> _WHAT YOU WILL DO_
Include the line with "Target: stone wall" and every line before it in the entries below, echoed exactly, but not the pictures.

> _GIVEN DATA_

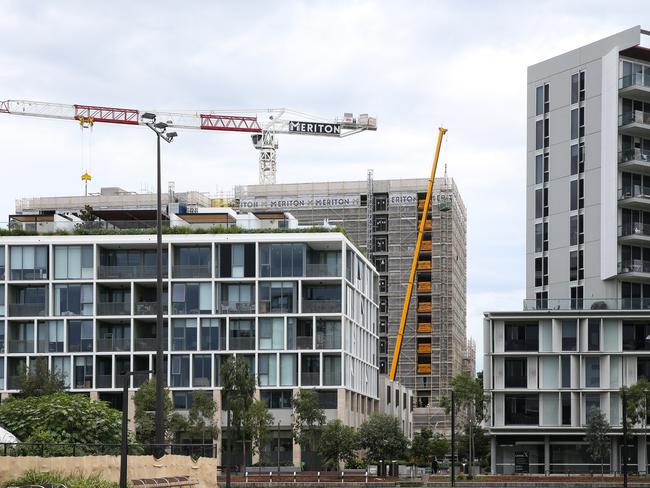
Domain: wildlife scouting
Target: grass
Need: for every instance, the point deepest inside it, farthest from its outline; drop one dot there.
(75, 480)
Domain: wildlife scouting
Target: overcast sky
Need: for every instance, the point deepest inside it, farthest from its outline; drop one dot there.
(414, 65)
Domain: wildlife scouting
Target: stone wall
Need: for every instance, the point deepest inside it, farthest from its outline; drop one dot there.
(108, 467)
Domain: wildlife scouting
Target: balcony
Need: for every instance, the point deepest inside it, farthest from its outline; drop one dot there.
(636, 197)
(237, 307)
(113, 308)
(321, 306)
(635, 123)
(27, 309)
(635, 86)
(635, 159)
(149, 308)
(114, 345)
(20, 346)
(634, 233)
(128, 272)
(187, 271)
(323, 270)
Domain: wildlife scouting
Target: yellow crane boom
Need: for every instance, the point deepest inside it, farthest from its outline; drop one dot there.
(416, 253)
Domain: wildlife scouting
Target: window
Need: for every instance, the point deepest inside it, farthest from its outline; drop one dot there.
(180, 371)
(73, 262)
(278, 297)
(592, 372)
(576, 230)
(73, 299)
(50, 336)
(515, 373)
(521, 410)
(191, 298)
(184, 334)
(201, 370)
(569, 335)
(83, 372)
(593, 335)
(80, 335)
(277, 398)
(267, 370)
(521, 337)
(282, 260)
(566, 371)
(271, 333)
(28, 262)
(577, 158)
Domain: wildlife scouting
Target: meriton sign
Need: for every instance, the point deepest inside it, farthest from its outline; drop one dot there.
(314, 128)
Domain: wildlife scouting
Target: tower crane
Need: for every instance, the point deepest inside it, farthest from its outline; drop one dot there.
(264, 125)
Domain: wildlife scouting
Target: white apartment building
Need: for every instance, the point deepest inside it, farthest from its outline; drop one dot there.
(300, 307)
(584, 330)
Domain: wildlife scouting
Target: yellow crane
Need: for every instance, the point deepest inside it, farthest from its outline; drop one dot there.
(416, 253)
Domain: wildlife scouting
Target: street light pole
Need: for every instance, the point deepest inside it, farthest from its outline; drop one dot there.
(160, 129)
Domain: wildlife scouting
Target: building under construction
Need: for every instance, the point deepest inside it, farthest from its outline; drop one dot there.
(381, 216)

> _REPLY TO THE TASK_
Domain: wildlife scouting
Target: grass
Need: for every instance, the point deepest inside it, farthest from its outline; drop one dot there.
(75, 480)
Domain: wildlife scouting
Target: overcast sky
Need: for every instance, the point deepest inside it, farthest from its outline; drop one dot there.
(414, 65)
Domain: wildlife scouting
Target: stone wall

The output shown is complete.